'''

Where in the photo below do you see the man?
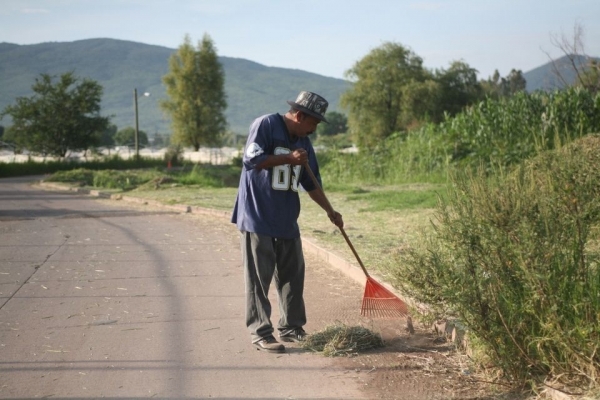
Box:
[231,92,344,353]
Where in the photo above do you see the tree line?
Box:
[0,27,598,157]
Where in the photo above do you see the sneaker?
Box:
[279,328,307,343]
[254,336,285,353]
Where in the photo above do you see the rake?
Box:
[305,163,408,318]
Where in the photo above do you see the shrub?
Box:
[395,135,600,388]
[164,145,184,165]
[92,170,160,190]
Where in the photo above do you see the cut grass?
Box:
[302,324,384,357]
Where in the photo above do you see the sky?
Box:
[0,0,600,79]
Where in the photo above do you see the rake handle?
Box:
[304,162,370,279]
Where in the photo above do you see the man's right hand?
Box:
[290,149,308,165]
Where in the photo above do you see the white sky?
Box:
[0,0,600,78]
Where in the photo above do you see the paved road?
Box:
[0,179,376,399]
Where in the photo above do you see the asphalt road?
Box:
[0,179,376,399]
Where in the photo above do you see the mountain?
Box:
[0,39,350,136]
[0,39,600,136]
[523,55,600,92]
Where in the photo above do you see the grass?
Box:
[302,324,384,357]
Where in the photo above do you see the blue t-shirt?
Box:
[231,114,321,239]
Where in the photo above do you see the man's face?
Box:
[296,113,321,137]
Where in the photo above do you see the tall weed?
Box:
[395,135,600,388]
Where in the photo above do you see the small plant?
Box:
[302,324,384,357]
[396,135,600,388]
[163,145,184,166]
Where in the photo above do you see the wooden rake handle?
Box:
[304,162,370,279]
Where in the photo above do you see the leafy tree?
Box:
[340,42,431,148]
[433,61,483,118]
[0,72,109,157]
[98,124,117,148]
[152,133,169,147]
[481,69,527,99]
[317,111,348,136]
[114,126,148,146]
[161,34,227,151]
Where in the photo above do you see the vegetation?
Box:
[396,135,600,389]
[161,34,227,151]
[341,43,526,149]
[0,72,109,157]
[321,88,600,184]
[113,126,148,146]
[302,324,384,357]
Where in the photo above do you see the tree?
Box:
[433,61,484,117]
[161,34,227,151]
[0,72,109,157]
[341,42,431,148]
[481,68,527,99]
[317,111,348,136]
[114,126,148,146]
[98,124,117,148]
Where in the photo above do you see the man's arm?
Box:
[256,149,308,169]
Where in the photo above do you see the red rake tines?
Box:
[360,276,408,318]
[305,163,408,318]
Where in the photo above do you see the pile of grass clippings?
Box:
[302,324,384,357]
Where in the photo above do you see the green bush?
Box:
[176,164,240,188]
[163,145,184,166]
[395,135,600,388]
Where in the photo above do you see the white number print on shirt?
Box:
[271,147,302,192]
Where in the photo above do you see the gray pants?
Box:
[240,232,306,343]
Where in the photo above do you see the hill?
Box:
[523,56,600,92]
[0,39,596,136]
[0,39,350,136]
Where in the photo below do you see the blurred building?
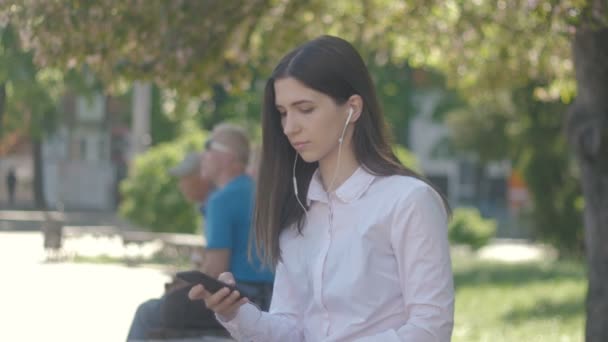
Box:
[408,84,526,238]
[43,93,128,210]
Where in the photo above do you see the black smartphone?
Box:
[175,271,253,298]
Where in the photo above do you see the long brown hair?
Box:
[254,36,449,266]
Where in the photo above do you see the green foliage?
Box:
[513,84,583,256]
[452,253,587,342]
[119,131,206,233]
[393,144,420,172]
[448,208,496,250]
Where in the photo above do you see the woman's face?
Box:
[274,77,349,163]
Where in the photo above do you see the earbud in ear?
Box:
[338,107,353,144]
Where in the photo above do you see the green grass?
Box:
[452,256,587,342]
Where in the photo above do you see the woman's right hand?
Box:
[188,272,249,321]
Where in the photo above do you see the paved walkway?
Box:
[0,232,169,342]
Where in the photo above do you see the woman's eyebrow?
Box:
[275,100,314,107]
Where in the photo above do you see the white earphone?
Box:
[338,107,353,144]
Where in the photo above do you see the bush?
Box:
[118,130,206,233]
[448,208,496,250]
[393,144,420,173]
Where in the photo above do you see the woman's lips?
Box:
[291,141,308,150]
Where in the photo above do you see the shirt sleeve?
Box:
[218,262,304,342]
[205,196,234,249]
[357,186,454,342]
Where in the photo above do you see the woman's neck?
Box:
[319,146,359,192]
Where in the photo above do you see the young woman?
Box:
[190,36,454,342]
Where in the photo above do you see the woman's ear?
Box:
[347,94,363,122]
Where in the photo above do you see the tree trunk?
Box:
[0,82,6,138]
[567,25,608,342]
[32,139,46,209]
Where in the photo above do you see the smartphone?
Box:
[175,271,253,298]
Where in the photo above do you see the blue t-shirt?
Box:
[202,175,274,282]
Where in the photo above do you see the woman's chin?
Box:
[300,151,319,163]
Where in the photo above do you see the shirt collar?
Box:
[306,167,376,205]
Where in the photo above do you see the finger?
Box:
[205,287,230,312]
[215,291,241,312]
[218,297,249,316]
[218,272,235,285]
[188,284,209,300]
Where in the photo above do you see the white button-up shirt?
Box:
[220,168,454,342]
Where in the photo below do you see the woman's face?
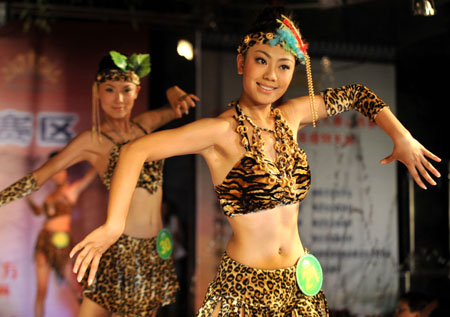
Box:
[52,170,67,185]
[237,44,295,104]
[98,80,141,119]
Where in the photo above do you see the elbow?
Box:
[119,141,146,163]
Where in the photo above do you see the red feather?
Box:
[283,18,308,54]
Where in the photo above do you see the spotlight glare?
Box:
[177,40,194,61]
[412,0,436,16]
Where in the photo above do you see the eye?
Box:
[255,57,267,65]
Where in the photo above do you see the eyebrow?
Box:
[255,50,294,63]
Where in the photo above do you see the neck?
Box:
[105,117,131,134]
[239,96,273,123]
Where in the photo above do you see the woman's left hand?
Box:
[70,225,120,285]
[380,133,441,189]
[166,86,200,118]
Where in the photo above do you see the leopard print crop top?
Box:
[215,102,311,217]
[102,121,164,194]
[42,190,74,219]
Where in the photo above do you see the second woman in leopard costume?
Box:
[73,9,439,317]
[0,53,198,316]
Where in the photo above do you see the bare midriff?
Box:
[226,204,304,270]
[44,214,72,232]
[123,187,163,238]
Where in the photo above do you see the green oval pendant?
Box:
[52,231,70,249]
[156,229,173,260]
[296,254,323,296]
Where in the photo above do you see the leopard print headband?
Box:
[95,69,141,86]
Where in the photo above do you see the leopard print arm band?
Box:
[321,84,388,122]
[0,173,40,206]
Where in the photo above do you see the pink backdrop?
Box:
[0,22,153,317]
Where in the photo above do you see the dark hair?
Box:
[245,7,297,34]
[97,54,120,74]
[399,292,431,313]
[48,151,59,159]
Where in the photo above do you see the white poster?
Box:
[289,60,398,316]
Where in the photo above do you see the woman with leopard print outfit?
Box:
[73,8,440,316]
[0,52,198,316]
[26,152,96,317]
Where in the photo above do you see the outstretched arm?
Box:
[70,119,221,283]
[136,86,200,131]
[70,168,97,203]
[375,109,441,189]
[25,197,43,216]
[0,131,90,206]
[282,85,441,189]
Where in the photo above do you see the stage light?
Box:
[413,0,436,16]
[177,40,194,61]
[0,1,7,26]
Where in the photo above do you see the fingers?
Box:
[69,240,84,258]
[176,94,200,114]
[417,159,436,189]
[380,154,395,164]
[88,254,101,285]
[407,165,427,189]
[422,158,441,177]
[77,249,95,283]
[424,149,441,162]
[73,246,89,274]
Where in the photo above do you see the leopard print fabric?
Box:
[197,253,329,317]
[82,235,180,317]
[34,229,72,279]
[214,102,311,217]
[321,84,389,122]
[0,173,40,206]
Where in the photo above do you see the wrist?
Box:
[104,221,125,238]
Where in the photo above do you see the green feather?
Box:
[109,51,127,71]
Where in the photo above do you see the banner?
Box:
[195,51,398,315]
[0,22,149,317]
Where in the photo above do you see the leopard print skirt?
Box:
[34,229,72,278]
[197,253,329,317]
[82,231,179,316]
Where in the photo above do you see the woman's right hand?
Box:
[70,224,121,285]
[166,86,200,118]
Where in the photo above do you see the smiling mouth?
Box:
[258,83,276,91]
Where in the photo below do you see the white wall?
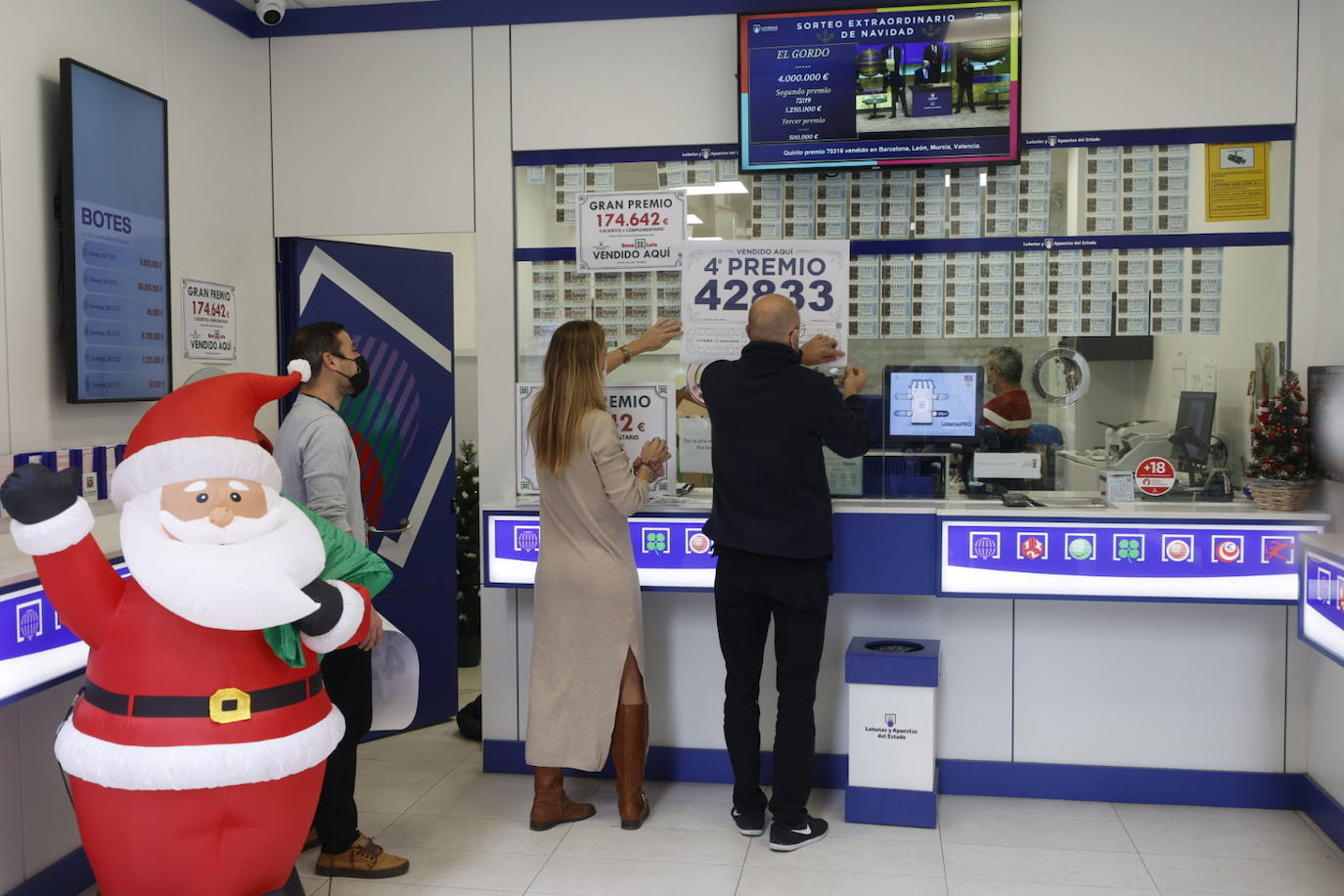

'''

Prompt: Reproduce without any change the rows from the line containing "Where in the photo above do you see the white earphone?" through the line containing "[190,36,454,342]", including both of those lines.

Written answer:
Where in the photo above do you see the white earphone?
Box:
[338,107,353,144]
Where in the photo above do you see the bush?
Box:
[118,130,206,233]
[448,208,496,250]
[393,144,420,173]
Where in the photo above do you see the woman's lips?
Box:
[291,141,308,150]
Where in the photo above do you see the shirt sleeve?
Box:
[218,262,304,342]
[205,196,234,249]
[357,186,454,342]
Where in the photo above do you see the woman's neck?
Box:
[319,146,359,192]
Where in the photo above do you see the young woman?
Box:
[190,36,454,342]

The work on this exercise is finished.